-- Start Extract --

"Denial Of Reasonable Opportunity": Chhattisgarh High Court Remits Matter After Labour Court Proceeded Ex-Parte On Same Day While Service Report Was Still Awaited

The Court found that the Labour Court’s decision to reconvene at 5:00 PM—after an earlier morning adjournment—to pass an ex parte order wasn’t in consonance with the law.

Update: 2026-03-03 06:00 GMT

Justice Bibhu Datta Guru, Chhattisgarh High Court 

The Chhattisgarh High Court has observed that a Labour Court cannot proceed ex parte without first recording a clear satisfaction that the notice was duly served in accordance with the law.

It was held that declaring a party ex parte on the very same day the court had previously noted that the service report was still "awaited" constitutes denial of a reasonable opportunity of hearing and a violation of the principles of natural justice.

​The Bench of Justice Bibhu Datta Guru observed, “In view of the foregoing discussion, this Court is of the considered opinion that the learned Labour Court was not justified in proceeding ex parte against the appellant without recording a clear satisfaction regarding due service of notice in accordance with law. The material available on record indicates that the service report was awaited and yet, on the very same day, the appellant was directed to be proceeded against ex parte. Such course adopted by the learned Labour Court has resulted in denial of reasonable opportunity of hearing to the appellant.”

Advocate Shashank Thakur appeared for the Appellant, while Advocate Shyamta Prasad Sannat appeared for the Respondents.

Appeals were filed under Order 43 Rule 1(d) of the Code of Civil Procedure, 1908 against the common order passed by the Labour Court dismissing the applications preferred by the Appellants under Rule 10B(9) read with Rule 24 of the Industrial Disputes (Central) Rules, 1957 read with Order IX Rule 13 and Section 151 of the Code of Civil Procedure, 1908.

-- End Extract --
-- Start Data records --

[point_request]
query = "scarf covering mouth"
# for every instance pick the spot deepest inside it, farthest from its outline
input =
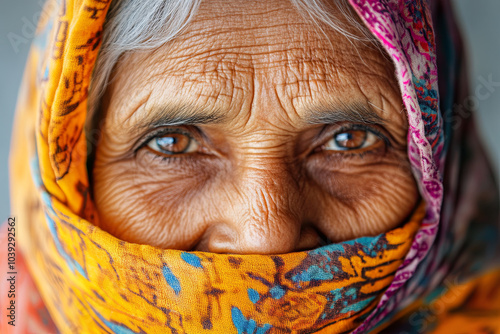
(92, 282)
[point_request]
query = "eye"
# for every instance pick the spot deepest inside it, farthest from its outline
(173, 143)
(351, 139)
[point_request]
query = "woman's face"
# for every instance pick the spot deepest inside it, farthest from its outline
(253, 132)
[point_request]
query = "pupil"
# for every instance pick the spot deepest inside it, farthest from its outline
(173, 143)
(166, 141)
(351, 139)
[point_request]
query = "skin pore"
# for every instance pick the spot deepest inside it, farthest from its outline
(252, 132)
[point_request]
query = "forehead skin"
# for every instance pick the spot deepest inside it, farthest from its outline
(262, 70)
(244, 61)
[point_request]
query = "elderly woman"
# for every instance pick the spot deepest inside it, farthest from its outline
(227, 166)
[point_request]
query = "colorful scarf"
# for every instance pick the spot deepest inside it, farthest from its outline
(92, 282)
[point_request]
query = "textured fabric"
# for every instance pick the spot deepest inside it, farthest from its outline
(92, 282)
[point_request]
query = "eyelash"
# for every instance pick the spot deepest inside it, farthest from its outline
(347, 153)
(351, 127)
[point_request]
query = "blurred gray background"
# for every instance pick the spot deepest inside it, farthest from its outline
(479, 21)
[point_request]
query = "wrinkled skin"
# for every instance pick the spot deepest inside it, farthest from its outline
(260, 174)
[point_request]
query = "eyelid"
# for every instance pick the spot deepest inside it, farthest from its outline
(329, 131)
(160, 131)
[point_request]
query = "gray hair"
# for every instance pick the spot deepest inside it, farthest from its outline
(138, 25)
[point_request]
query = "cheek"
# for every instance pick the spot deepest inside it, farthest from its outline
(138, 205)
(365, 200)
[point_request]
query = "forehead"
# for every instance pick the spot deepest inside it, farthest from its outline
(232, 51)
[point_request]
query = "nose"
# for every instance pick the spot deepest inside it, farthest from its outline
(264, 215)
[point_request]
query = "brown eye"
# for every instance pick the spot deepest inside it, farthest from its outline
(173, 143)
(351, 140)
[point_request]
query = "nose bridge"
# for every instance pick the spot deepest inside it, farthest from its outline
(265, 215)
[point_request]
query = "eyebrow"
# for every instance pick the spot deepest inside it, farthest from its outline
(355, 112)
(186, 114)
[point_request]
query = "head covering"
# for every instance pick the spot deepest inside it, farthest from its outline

-- End Data records --
-- Start Data records --

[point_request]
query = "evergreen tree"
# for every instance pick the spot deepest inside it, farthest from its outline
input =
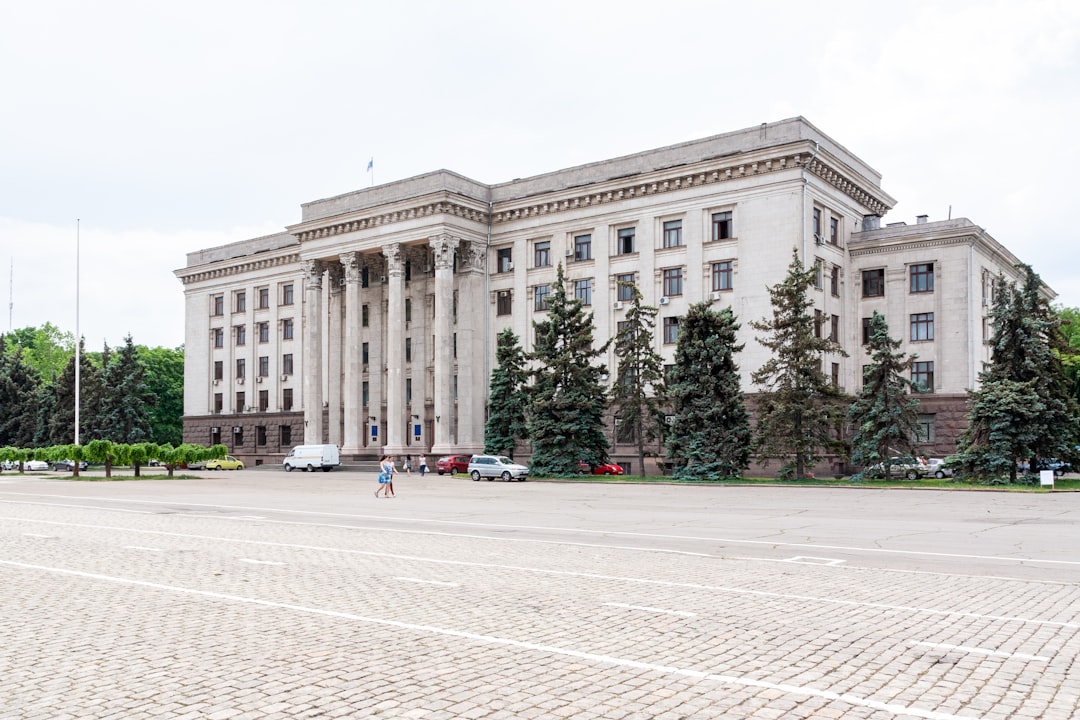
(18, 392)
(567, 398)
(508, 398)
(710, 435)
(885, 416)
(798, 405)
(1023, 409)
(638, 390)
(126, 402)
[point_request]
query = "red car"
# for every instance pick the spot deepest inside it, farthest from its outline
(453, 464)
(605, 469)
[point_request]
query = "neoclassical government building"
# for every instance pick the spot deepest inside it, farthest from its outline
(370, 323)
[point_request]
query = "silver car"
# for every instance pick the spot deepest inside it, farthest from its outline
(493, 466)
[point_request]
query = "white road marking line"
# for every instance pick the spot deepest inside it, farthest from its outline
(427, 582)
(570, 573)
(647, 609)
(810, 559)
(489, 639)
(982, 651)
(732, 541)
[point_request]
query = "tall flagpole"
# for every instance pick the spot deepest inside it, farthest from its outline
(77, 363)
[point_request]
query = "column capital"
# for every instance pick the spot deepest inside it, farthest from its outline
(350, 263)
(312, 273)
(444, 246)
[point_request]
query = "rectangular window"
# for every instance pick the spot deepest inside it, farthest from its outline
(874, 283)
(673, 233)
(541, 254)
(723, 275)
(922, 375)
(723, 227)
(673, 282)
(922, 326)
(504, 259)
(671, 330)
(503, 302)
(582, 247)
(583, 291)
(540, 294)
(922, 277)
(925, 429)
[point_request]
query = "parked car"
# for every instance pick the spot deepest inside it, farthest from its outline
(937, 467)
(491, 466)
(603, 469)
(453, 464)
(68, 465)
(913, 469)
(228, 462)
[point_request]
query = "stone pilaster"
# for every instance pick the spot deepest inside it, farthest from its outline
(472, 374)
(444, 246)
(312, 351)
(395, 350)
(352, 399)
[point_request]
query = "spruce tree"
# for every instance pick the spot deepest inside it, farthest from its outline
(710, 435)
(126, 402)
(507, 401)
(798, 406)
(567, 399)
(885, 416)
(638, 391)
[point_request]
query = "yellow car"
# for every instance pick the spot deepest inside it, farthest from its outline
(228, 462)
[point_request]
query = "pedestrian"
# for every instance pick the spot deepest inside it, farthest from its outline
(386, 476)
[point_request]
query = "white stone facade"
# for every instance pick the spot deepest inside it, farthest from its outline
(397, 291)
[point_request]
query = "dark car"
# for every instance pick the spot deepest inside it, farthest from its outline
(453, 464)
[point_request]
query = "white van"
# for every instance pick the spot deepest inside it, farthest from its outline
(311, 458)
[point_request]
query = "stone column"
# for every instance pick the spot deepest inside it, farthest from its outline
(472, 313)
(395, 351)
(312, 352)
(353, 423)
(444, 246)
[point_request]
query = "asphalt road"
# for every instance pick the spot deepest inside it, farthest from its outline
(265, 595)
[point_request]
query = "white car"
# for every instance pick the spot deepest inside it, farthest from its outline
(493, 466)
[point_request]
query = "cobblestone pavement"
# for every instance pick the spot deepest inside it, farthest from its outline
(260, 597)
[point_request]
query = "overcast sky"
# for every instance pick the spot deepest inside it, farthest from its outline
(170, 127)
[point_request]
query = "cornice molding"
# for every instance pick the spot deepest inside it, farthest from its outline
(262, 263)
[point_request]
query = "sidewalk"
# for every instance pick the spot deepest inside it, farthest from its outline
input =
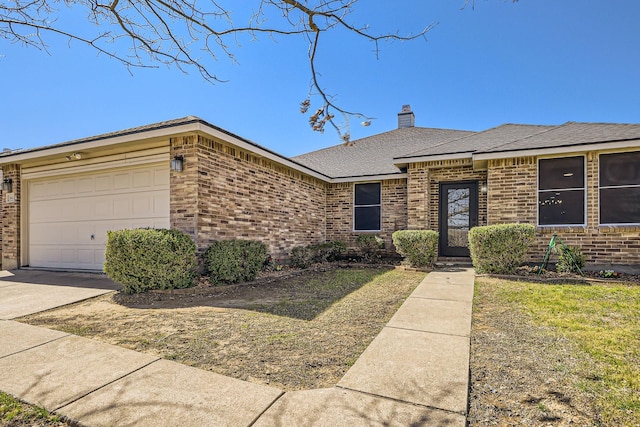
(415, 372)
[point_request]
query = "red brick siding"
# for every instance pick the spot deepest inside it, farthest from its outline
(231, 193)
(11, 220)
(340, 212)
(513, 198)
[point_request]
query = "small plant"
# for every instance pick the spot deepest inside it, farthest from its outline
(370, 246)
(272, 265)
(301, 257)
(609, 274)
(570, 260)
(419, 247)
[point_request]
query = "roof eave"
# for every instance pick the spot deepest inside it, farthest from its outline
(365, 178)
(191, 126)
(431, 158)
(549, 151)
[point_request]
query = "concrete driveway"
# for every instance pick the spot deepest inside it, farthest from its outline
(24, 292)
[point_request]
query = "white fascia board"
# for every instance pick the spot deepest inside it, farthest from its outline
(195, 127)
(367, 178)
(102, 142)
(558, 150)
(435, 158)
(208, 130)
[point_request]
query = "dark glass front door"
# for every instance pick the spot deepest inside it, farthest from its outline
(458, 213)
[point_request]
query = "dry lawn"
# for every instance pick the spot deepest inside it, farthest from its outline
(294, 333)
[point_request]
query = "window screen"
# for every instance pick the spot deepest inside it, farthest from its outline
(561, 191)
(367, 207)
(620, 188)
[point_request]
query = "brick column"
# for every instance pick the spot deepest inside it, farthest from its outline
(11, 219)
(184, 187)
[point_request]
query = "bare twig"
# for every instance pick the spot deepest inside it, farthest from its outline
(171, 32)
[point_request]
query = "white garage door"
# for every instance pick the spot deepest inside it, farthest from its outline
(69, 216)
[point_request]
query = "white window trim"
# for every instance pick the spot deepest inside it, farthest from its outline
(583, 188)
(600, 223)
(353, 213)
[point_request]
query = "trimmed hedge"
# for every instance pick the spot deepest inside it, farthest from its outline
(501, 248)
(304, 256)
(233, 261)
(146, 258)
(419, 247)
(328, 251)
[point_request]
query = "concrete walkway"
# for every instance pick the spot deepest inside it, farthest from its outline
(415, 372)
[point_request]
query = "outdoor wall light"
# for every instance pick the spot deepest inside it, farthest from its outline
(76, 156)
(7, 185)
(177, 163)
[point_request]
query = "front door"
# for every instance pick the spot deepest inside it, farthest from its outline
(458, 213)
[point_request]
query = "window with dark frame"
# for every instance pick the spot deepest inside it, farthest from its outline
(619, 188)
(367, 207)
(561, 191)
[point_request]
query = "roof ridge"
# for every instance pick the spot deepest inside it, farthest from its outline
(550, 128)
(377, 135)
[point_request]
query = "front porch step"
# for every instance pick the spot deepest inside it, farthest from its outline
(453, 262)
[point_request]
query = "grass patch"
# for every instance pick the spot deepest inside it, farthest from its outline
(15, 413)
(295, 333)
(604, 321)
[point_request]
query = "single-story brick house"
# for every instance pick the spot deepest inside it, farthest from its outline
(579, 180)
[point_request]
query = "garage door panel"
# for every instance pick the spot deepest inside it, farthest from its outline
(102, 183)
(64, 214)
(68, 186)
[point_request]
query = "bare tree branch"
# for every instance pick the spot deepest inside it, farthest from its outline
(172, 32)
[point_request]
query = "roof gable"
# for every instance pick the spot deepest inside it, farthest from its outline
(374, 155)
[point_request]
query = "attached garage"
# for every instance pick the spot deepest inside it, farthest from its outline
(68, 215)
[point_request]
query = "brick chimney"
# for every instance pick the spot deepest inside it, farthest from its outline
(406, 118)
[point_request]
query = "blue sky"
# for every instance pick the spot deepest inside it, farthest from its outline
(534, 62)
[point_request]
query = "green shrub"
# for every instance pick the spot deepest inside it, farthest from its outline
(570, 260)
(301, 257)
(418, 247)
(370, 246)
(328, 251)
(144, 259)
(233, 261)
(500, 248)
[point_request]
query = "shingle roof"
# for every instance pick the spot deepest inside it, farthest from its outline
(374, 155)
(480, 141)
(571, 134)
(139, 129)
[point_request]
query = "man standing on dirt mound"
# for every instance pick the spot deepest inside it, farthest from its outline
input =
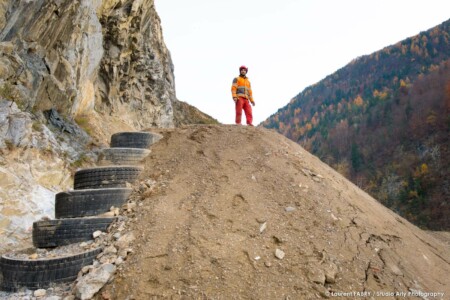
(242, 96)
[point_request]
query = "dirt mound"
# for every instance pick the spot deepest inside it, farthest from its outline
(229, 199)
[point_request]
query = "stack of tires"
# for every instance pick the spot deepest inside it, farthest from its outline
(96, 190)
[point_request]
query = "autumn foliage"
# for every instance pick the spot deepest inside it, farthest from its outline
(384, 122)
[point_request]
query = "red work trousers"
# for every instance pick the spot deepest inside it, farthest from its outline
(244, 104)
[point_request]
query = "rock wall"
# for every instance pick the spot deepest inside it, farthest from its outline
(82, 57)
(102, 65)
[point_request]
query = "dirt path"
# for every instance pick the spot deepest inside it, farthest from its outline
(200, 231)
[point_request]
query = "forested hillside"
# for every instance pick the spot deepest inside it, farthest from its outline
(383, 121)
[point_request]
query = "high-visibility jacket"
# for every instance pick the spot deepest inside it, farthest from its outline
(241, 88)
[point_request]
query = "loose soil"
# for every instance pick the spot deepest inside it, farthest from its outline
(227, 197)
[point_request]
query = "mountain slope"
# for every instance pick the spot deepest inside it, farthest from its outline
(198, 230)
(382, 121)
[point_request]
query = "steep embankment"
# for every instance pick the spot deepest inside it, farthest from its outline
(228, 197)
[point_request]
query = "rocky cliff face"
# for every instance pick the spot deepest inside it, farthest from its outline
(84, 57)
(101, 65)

-- End Data records --

● Tasks and exercises
1/ Answer these from the court report:
(a) At what time did the Labour Court reconvene to pass the ex parte order?
(b) Which advocate appeared for the Appellant?
(c) Under which provision of the Code of Civil Procedure, 1908 were the appeals filed?
2/ Write out the stretch of the court report from "Advocate Shashank Thakur" through "Civil Procedure, 1908.", word for word.
Work only from the court report.

● Results for the exercise
1/
(a) 5:00 PM
(b) Advocate Shashank Thakur
(c) Order 43 Rule 1(d)

2/
Advocate Shashank Thakur appeared for the Appellant, while Advocate Shyamta Prasad Sannat appeared for the Respondents.

Appeals were filed under Order 43 Rule 1(d) of the Code of Civil Procedure, 1908 against the common order passed by the Labour Court dismissing the applications preferred by the Appellants under Rule 10B(9) read with Rule 24 of the Industrial Disputes (Central) Rules, 1957 read with Order IX Rule 13 and Section 151 of the Code of Civil Procedure, 1908.